BRIEF ▸
Transcribe the records from the line containing "Give the mask of every instance of the **stone" onward, up to and including the final line, exactly and without anything else.

Start of GIVEN INFORMATION

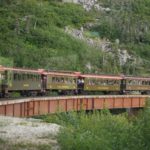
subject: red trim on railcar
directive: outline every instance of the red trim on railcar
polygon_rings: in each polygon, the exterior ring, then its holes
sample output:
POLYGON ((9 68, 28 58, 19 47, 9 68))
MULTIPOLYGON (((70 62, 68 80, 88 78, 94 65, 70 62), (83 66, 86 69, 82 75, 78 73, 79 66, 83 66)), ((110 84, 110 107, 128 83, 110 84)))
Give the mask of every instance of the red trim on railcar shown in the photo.
POLYGON ((107 76, 107 75, 81 75, 80 77, 83 78, 98 78, 98 79, 114 79, 114 80, 121 80, 123 79, 121 76, 107 76))
POLYGON ((3 70, 10 70, 10 71, 21 71, 21 72, 31 72, 31 73, 43 73, 43 71, 40 70, 31 70, 31 69, 20 69, 20 68, 10 68, 10 67, 3 67, 3 70))
POLYGON ((69 74, 69 73, 56 73, 56 72, 44 72, 45 75, 55 75, 55 76, 68 76, 68 77, 78 77, 78 75, 75 74, 69 74))
POLYGON ((124 79, 129 79, 129 80, 146 80, 150 81, 150 78, 146 77, 124 77, 124 79))

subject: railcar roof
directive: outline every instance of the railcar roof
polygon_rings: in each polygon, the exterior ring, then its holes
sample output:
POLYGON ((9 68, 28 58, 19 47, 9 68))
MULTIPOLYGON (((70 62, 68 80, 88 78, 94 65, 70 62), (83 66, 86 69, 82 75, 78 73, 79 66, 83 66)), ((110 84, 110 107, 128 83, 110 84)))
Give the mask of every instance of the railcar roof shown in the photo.
POLYGON ((67 77, 78 77, 76 74, 71 74, 71 73, 60 73, 60 72, 44 72, 45 75, 49 76, 67 76, 67 77))
POLYGON ((40 70, 10 68, 10 67, 3 67, 3 70, 18 71, 18 72, 28 72, 28 73, 37 73, 37 74, 41 74, 42 73, 42 71, 40 71, 40 70))
POLYGON ((121 79, 123 79, 121 76, 90 75, 90 74, 83 74, 80 77, 83 77, 83 78, 97 78, 97 79, 114 79, 114 80, 121 80, 121 79))
POLYGON ((149 77, 130 77, 130 76, 125 76, 124 79, 150 81, 150 78, 149 78, 149 77))

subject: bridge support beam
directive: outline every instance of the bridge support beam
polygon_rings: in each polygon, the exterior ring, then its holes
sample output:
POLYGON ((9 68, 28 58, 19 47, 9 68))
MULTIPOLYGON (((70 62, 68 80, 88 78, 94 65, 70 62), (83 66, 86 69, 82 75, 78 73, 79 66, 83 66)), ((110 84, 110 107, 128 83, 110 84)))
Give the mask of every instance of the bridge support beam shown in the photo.
POLYGON ((0 115, 15 117, 30 117, 35 115, 51 114, 56 112, 126 109, 145 106, 147 96, 66 96, 40 97, 20 100, 0 101, 0 115))

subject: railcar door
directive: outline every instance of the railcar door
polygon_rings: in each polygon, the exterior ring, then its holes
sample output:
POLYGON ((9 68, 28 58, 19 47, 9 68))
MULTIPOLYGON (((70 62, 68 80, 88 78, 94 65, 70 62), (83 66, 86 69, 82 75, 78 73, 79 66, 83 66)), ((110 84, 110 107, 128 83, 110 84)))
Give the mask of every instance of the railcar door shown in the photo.
POLYGON ((125 94, 126 93, 126 80, 125 79, 121 80, 120 92, 121 92, 121 94, 125 94))
POLYGON ((4 72, 1 71, 0 72, 0 97, 3 96, 3 92, 4 92, 4 86, 3 86, 3 82, 4 82, 4 79, 5 79, 4 77, 5 77, 4 72))
POLYGON ((2 80, 2 93, 3 96, 8 94, 8 87, 12 86, 12 71, 4 71, 2 80))
POLYGON ((41 75, 41 90, 42 90, 42 92, 45 92, 46 88, 47 88, 47 76, 41 75))

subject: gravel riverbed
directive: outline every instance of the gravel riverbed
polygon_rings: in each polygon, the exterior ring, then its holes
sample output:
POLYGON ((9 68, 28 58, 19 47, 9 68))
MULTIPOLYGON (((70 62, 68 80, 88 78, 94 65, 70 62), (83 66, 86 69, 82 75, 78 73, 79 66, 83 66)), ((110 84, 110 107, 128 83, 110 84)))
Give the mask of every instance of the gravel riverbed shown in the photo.
POLYGON ((0 116, 0 139, 11 143, 51 144, 59 149, 56 135, 60 126, 39 119, 0 116))

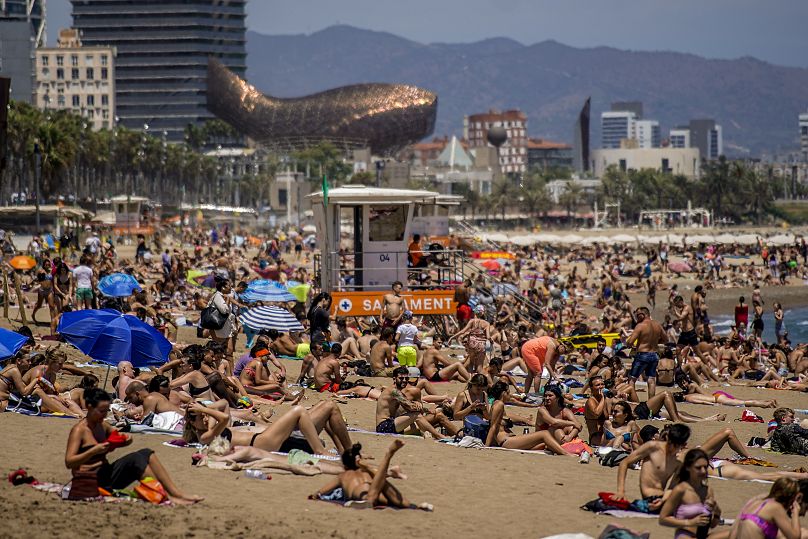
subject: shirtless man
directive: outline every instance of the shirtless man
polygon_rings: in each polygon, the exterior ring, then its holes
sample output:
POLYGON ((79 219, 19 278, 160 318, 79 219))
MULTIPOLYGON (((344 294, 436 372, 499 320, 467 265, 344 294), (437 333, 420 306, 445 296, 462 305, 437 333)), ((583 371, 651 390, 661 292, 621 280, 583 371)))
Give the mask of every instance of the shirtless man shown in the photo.
POLYGON ((472 317, 471 307, 469 306, 471 284, 471 279, 466 279, 463 281, 463 284, 455 288, 454 291, 454 300, 455 303, 457 303, 457 324, 460 329, 463 329, 472 317))
MULTIPOLYGON (((429 394, 430 392, 434 393, 435 391, 429 388, 429 386, 427 385, 428 382, 426 380, 424 380, 423 378, 419 378, 418 369, 411 369, 411 370, 415 372, 408 373, 409 374, 408 385, 406 388, 401 390, 404 396, 407 397, 410 401, 422 403, 424 402, 424 400, 428 400, 429 402, 435 402, 436 400, 439 400, 439 402, 444 402, 449 400, 449 398, 446 395, 435 396, 429 394), (429 389, 429 391, 427 392, 428 393, 427 396, 424 397, 423 391, 426 389, 429 389)), ((444 429, 446 429, 446 432, 448 432, 450 436, 455 436, 458 432, 460 432, 460 428, 456 427, 449 420, 449 418, 446 417, 443 414, 443 412, 441 412, 440 408, 436 409, 434 412, 430 412, 426 408, 424 408, 423 419, 425 419, 432 427, 443 427, 444 429)), ((416 424, 418 424, 419 428, 421 428, 420 423, 416 422, 416 424)), ((429 430, 428 432, 435 438, 438 439, 445 438, 445 436, 443 436, 438 431, 433 432, 432 430, 429 430)))
POLYGON ((282 333, 272 340, 269 349, 281 356, 297 357, 297 347, 300 342, 300 339, 295 338, 291 333, 282 333))
POLYGON ((690 308, 693 309, 693 320, 696 327, 707 320, 707 303, 704 301, 706 296, 707 291, 701 285, 694 288, 693 294, 690 296, 690 308))
POLYGON ((682 332, 679 334, 679 341, 676 343, 679 351, 679 362, 681 363, 684 361, 684 350, 686 348, 693 349, 696 354, 701 353, 697 348, 699 337, 696 334, 696 314, 690 305, 685 305, 685 300, 682 296, 676 296, 673 300, 673 315, 682 325, 682 332))
POLYGON ((314 387, 320 393, 336 393, 339 391, 342 375, 340 374, 340 364, 337 358, 341 353, 342 346, 339 343, 332 344, 328 354, 320 358, 317 366, 314 367, 314 387))
POLYGON ((359 347, 359 353, 364 357, 370 357, 370 349, 373 344, 379 340, 376 334, 377 330, 365 329, 362 331, 362 336, 356 339, 356 345, 359 347))
POLYGON ((443 354, 441 354, 442 348, 443 339, 435 335, 432 338, 432 346, 426 349, 421 356, 421 362, 418 364, 421 374, 430 382, 445 382, 448 380, 468 382, 471 375, 463 366, 463 363, 443 357, 443 354))
POLYGON ((401 281, 393 283, 393 293, 385 294, 382 299, 382 328, 397 328, 401 323, 401 315, 404 314, 404 298, 401 297, 401 289, 404 285, 401 281))
POLYGON ((660 343, 668 340, 662 324, 651 318, 648 307, 638 307, 634 311, 637 325, 626 341, 628 346, 636 348, 634 361, 631 363, 629 373, 631 387, 637 383, 640 376, 645 375, 648 380, 648 396, 653 397, 656 393, 657 365, 659 364, 659 354, 657 347, 660 343))
POLYGON ((376 402, 376 432, 401 434, 415 424, 421 432, 443 438, 424 417, 427 411, 424 404, 413 402, 404 394, 410 376, 407 367, 396 367, 392 374, 393 387, 384 388, 376 402), (399 412, 403 414, 399 415, 399 412))
POLYGON ((381 338, 370 349, 370 370, 373 376, 392 376, 393 370, 393 339, 395 330, 391 327, 382 330, 381 338))
POLYGON ((300 366, 300 375, 297 377, 298 384, 303 384, 312 367, 317 368, 317 363, 323 355, 323 345, 325 344, 327 344, 325 341, 314 341, 311 343, 309 353, 303 358, 303 364, 300 366))
POLYGON ((118 363, 118 398, 126 398, 126 388, 135 380, 135 368, 129 361, 118 363))
POLYGON ((678 454, 687 447, 688 439, 690 439, 690 427, 673 423, 663 429, 658 441, 641 445, 623 459, 617 468, 615 499, 625 499, 626 473, 634 463, 642 461, 640 494, 648 502, 651 511, 659 511, 665 499, 665 486, 679 469, 678 454))
POLYGON ((129 402, 143 409, 142 418, 149 414, 162 414, 163 412, 176 412, 185 415, 185 411, 173 404, 162 393, 149 393, 146 386, 140 380, 133 380, 126 388, 126 397, 129 402))

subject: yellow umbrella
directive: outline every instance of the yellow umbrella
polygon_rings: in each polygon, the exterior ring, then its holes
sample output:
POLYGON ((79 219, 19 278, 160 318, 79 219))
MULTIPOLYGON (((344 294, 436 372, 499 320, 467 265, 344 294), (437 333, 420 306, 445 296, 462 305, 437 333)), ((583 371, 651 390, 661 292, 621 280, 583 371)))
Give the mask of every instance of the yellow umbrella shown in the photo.
POLYGON ((29 270, 36 267, 36 260, 30 256, 17 255, 9 262, 11 267, 17 270, 29 270))

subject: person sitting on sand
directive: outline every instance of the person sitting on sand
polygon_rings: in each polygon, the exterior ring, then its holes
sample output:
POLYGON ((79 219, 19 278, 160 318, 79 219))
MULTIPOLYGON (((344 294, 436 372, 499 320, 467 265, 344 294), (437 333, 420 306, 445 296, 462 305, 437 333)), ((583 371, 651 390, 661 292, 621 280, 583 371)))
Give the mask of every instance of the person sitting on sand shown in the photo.
POLYGON ((488 447, 504 447, 506 449, 526 449, 531 451, 552 451, 557 455, 571 455, 561 447, 553 434, 546 430, 537 430, 528 434, 514 434, 511 425, 505 419, 505 402, 503 394, 508 391, 505 382, 496 382, 488 390, 493 397, 491 419, 485 445, 488 447))
POLYGON ((432 511, 428 503, 410 503, 401 492, 387 481, 390 461, 395 453, 404 447, 402 440, 393 440, 382 458, 378 469, 365 464, 362 458, 362 446, 354 444, 342 453, 342 465, 345 471, 309 496, 310 500, 317 500, 321 496, 330 494, 341 488, 346 500, 368 501, 371 506, 388 505, 402 509, 422 509, 432 511))
POLYGON ((342 383, 340 373, 339 357, 342 354, 342 346, 339 343, 331 345, 327 352, 314 367, 314 388, 320 393, 336 393, 342 383))
MULTIPOLYGON (((132 419, 139 418, 141 423, 145 425, 151 425, 154 416, 157 414, 174 413, 178 416, 185 415, 185 410, 173 404, 162 393, 149 393, 140 380, 135 380, 127 386, 126 398, 139 408, 127 410, 125 415, 132 419)), ((177 423, 178 419, 173 418, 170 422, 177 423)))
MULTIPOLYGON (((191 504, 204 499, 182 492, 151 449, 140 449, 110 463, 106 455, 113 448, 107 439, 113 429, 104 421, 109 412, 109 394, 91 388, 85 392, 84 401, 87 416, 70 429, 65 451, 65 466, 74 477, 92 474, 98 486, 108 491, 124 489, 139 479, 154 477, 174 503, 191 504)), ((132 438, 128 438, 123 446, 131 443, 132 438)))
POLYGON ((348 427, 339 407, 333 401, 319 402, 311 410, 293 406, 263 430, 230 429, 230 422, 230 415, 226 411, 198 403, 191 404, 185 417, 183 438, 187 442, 198 441, 207 444, 217 436, 223 436, 233 445, 285 453, 294 447, 290 436, 299 430, 308 444, 306 450, 324 455, 326 449, 318 435, 325 430, 334 441, 337 450, 351 445, 348 427))
POLYGON ((305 385, 307 378, 309 378, 312 369, 317 367, 317 363, 325 353, 326 347, 329 344, 323 340, 322 334, 318 334, 319 338, 315 339, 309 345, 309 353, 303 358, 303 363, 300 364, 300 374, 297 377, 298 385, 305 385))
MULTIPOLYGON (((279 455, 258 447, 232 445, 230 440, 222 436, 217 436, 208 444, 207 455, 200 459, 197 466, 204 466, 207 461, 224 462, 229 465, 228 469, 236 471, 255 468, 276 469, 305 476, 339 475, 345 471, 338 462, 315 457, 300 449, 292 449, 288 455, 279 455)), ((393 470, 390 471, 391 476, 396 477, 393 470)), ((406 478, 403 474, 399 476, 406 478)))
POLYGON ((435 335, 432 338, 432 346, 427 348, 421 355, 418 368, 421 374, 430 382, 445 382, 457 380, 464 384, 469 381, 471 374, 466 370, 461 361, 452 361, 441 353, 443 339, 435 335))
POLYGON ((777 427, 771 433, 772 450, 808 456, 808 428, 794 421, 794 410, 778 408, 774 421, 777 427))
POLYGON ((66 359, 67 355, 62 350, 49 349, 45 352, 45 363, 26 371, 22 377, 22 382, 26 387, 34 380, 39 382, 32 394, 42 399, 40 408, 43 412, 84 417, 84 410, 78 404, 59 394, 56 375, 64 367, 66 359))
POLYGON ((603 443, 603 425, 612 413, 611 401, 608 398, 609 393, 603 377, 590 378, 589 387, 592 389, 592 395, 586 399, 584 405, 586 431, 589 433, 589 443, 600 445, 603 443))
POLYGON ((124 400, 126 398, 126 388, 129 383, 135 379, 135 368, 129 361, 121 361, 118 363, 118 386, 116 388, 118 398, 124 400))
POLYGON ((782 477, 768 495, 755 496, 744 504, 732 524, 730 539, 800 539, 806 536, 800 517, 808 510, 808 481, 782 477))
POLYGON ((581 432, 581 423, 566 406, 564 394, 557 385, 544 388, 542 406, 536 411, 536 431, 549 432, 560 444, 571 442, 581 432))
POLYGON ((23 381, 23 375, 28 372, 31 360, 28 354, 18 353, 5 368, 0 371, 0 413, 5 412, 9 405, 11 395, 16 400, 27 397, 39 385, 38 378, 32 378, 28 384, 23 381))
MULTIPOLYGON (((429 413, 426 406, 422 402, 410 400, 404 394, 409 377, 407 367, 396 367, 393 371, 393 387, 384 388, 376 402, 376 432, 400 434, 413 424, 421 432, 433 435, 436 432, 424 417, 425 413, 429 413), (400 412, 403 413, 399 415, 400 412)), ((438 437, 443 436, 438 433, 438 437)))
POLYGON ((392 327, 382 330, 379 340, 370 348, 370 370, 373 376, 391 377, 396 367, 393 365, 395 355, 395 331, 392 327))
POLYGON ((676 528, 676 539, 708 537, 721 521, 721 508, 713 489, 707 485, 709 468, 710 461, 701 449, 691 449, 685 454, 679 468, 679 483, 659 512, 659 523, 676 528))
POLYGON ((631 442, 640 428, 634 421, 634 413, 626 401, 617 401, 612 405, 611 418, 603 424, 603 436, 609 447, 631 451, 631 442))
POLYGON ((726 391, 719 390, 710 393, 698 384, 691 382, 687 375, 678 376, 677 384, 685 390, 684 393, 679 393, 677 396, 681 398, 683 402, 689 402, 691 404, 722 404, 724 406, 745 406, 747 408, 777 408, 777 401, 775 399, 743 400, 736 399, 726 391))
POLYGON ((615 499, 624 500, 626 496, 626 474, 636 462, 642 462, 640 468, 640 495, 648 502, 650 511, 659 511, 665 496, 665 486, 679 469, 677 455, 687 447, 690 428, 681 423, 666 425, 659 440, 641 445, 628 457, 620 461, 617 468, 617 492, 615 499))

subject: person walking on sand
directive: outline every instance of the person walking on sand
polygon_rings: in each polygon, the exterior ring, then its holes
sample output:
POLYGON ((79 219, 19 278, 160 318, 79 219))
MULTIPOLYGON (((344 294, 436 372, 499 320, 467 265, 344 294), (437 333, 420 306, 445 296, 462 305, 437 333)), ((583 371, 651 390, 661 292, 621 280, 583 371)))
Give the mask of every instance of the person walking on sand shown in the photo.
POLYGON ((651 318, 651 311, 647 307, 638 307, 634 311, 637 325, 634 332, 626 341, 626 344, 635 347, 634 361, 631 363, 629 379, 631 387, 637 383, 640 376, 645 376, 648 380, 648 398, 656 393, 657 365, 659 364, 659 354, 657 347, 668 340, 665 328, 662 324, 651 318))

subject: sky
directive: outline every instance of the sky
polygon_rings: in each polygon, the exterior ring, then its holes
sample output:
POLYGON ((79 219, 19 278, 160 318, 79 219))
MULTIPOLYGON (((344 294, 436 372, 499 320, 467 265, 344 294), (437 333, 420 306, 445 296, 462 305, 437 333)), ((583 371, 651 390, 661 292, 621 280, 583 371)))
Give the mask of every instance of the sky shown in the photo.
MULTIPOLYGON (((47 6, 55 44, 70 25, 70 2, 47 6)), ((808 0, 250 0, 247 13, 248 28, 264 34, 349 24, 422 43, 553 39, 808 67, 808 0)))

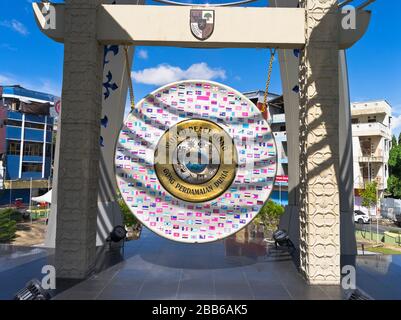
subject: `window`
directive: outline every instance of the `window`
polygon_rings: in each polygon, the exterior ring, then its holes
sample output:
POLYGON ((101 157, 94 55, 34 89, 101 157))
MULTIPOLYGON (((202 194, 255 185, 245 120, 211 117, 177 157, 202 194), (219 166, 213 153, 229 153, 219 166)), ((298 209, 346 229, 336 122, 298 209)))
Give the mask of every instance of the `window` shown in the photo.
POLYGON ((43 143, 25 142, 24 156, 43 156, 43 143))
POLYGON ((46 157, 51 157, 52 154, 52 145, 50 143, 46 144, 46 157))
POLYGON ((353 118, 353 119, 351 119, 351 123, 352 123, 352 124, 357 124, 357 123, 359 123, 358 118, 353 118))
POLYGON ((45 129, 45 125, 43 123, 34 123, 34 122, 25 122, 25 127, 26 128, 32 128, 32 129, 45 129))
POLYGON ((6 119, 4 120, 6 126, 21 127, 22 122, 19 120, 6 119))
POLYGON ((21 141, 9 141, 7 146, 7 154, 19 155, 21 149, 21 141))
POLYGON ((42 172, 42 164, 29 162, 23 163, 22 172, 42 172))

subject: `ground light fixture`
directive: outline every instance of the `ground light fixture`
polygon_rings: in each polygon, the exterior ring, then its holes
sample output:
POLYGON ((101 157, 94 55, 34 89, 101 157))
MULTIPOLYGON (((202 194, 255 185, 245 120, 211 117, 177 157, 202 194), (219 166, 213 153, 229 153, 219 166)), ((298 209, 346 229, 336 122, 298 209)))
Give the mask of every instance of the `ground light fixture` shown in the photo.
POLYGON ((37 279, 29 281, 25 288, 21 289, 14 296, 14 300, 50 300, 50 293, 43 289, 41 283, 37 279))
POLYGON ((121 240, 124 240, 126 236, 127 230, 125 230, 124 226, 115 226, 110 232, 107 240, 112 242, 120 242, 121 240))
POLYGON ((294 245, 292 244, 290 237, 287 233, 287 231, 279 229, 276 230, 273 233, 273 240, 274 240, 274 244, 276 246, 276 248, 278 246, 280 247, 293 247, 294 245))

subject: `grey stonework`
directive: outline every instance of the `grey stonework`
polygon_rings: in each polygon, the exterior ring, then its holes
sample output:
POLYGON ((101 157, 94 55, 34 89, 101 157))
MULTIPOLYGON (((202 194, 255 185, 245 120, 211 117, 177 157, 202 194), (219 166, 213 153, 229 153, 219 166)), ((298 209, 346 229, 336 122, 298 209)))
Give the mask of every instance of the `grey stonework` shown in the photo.
POLYGON ((95 264, 102 95, 100 0, 65 1, 64 77, 57 186, 56 272, 85 278, 95 264))

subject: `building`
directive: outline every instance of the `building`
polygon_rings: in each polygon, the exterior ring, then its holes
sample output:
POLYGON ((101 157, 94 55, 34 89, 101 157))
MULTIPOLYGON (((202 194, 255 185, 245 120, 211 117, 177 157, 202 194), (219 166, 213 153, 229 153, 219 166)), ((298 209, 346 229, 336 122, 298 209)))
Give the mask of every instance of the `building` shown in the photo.
POLYGON ((31 189, 48 189, 53 158, 53 117, 56 97, 0 86, 0 154, 2 183, 0 205, 20 198, 29 203, 31 189))
MULTIPOLYGON (((262 110, 264 91, 250 91, 244 95, 262 110)), ((269 94, 268 104, 264 115, 272 129, 278 155, 276 182, 270 199, 285 206, 288 204, 288 153, 283 96, 269 94)))
MULTIPOLYGON (((262 108, 264 91, 244 93, 262 108)), ((278 168, 271 199, 288 204, 288 150, 283 96, 269 94, 265 117, 271 126, 277 146, 278 168)), ((385 100, 351 104, 355 209, 361 208, 360 192, 365 183, 375 181, 378 197, 383 198, 389 177, 391 149, 391 106, 385 100)))
POLYGON ((361 207, 360 191, 369 181, 377 183, 383 198, 389 177, 391 106, 385 100, 351 104, 354 157, 355 207, 361 207))

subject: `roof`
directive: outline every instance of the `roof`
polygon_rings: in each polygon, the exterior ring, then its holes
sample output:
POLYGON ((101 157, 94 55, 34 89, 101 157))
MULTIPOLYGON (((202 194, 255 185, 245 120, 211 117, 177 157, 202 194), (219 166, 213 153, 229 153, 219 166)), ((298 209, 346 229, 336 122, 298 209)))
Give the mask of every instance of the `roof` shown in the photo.
POLYGON ((32 101, 32 102, 39 102, 39 103, 50 103, 54 105, 54 102, 57 101, 59 98, 43 92, 33 91, 25 89, 21 86, 3 86, 3 98, 13 98, 22 101, 32 101))

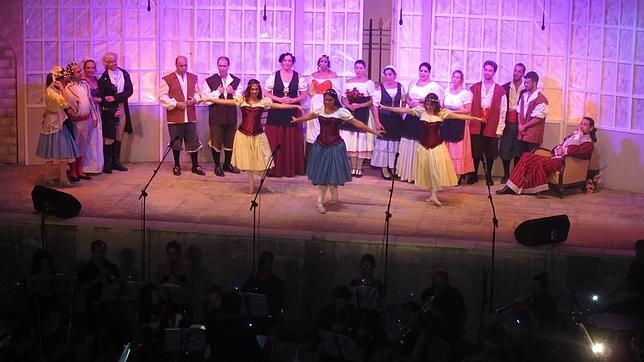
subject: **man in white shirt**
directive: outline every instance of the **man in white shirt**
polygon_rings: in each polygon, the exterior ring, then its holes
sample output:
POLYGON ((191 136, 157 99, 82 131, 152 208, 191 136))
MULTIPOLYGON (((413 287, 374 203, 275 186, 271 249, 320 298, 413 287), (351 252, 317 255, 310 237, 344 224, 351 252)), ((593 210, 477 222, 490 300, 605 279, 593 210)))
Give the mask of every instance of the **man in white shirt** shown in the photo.
MULTIPOLYGON (((203 85, 204 99, 221 98, 233 99, 241 96, 241 79, 228 73, 230 59, 221 56, 217 59, 218 73, 206 78, 203 85)), ((261 95, 260 95, 261 96, 261 95)), ((237 130, 237 108, 235 106, 205 102, 208 107, 208 125, 210 126, 210 141, 208 146, 212 151, 215 162, 215 175, 223 177, 224 171, 239 173, 231 164, 233 156, 233 141, 237 130), (224 151, 224 167, 221 167, 221 151, 224 151)))
POLYGON ((167 111, 168 133, 174 157, 172 174, 181 175, 179 162, 181 145, 186 145, 186 151, 192 161, 192 173, 204 176, 197 160, 201 142, 197 136, 197 112, 195 104, 199 102, 200 92, 197 85, 197 76, 188 72, 188 59, 183 55, 175 61, 176 70, 163 77, 159 89, 159 101, 167 111))

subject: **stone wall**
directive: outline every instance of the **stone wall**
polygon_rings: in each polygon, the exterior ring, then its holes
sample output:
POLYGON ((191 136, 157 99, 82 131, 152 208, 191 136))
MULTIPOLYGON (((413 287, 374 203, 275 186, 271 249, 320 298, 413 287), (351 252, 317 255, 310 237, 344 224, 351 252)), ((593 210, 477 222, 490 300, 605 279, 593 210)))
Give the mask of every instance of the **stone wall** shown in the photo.
POLYGON ((0 164, 18 163, 18 91, 16 57, 0 39, 0 164))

End of GIVEN INFORMATION

ANSWER TO THE PROBLEM ▸
Give the mask of every instance of the **stone wall** shown in the photo.
POLYGON ((0 164, 18 163, 18 91, 16 57, 0 39, 0 164))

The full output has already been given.